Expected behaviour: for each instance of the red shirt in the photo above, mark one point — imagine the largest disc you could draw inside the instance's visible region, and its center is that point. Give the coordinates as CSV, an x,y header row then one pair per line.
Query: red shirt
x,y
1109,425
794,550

::::

## Exercise prompt:
Using the material above, retype every line without altering it.

## Result below:
Expected behaviour: for each instance of the red shirt in the photo above, mark one point — imagine the largest disc you could draw inside the instance's visible region, and its center is that point. Give the coordinates as CSV, an x,y header row then one pair per line.
Query: red shirt
x,y
1109,425
794,550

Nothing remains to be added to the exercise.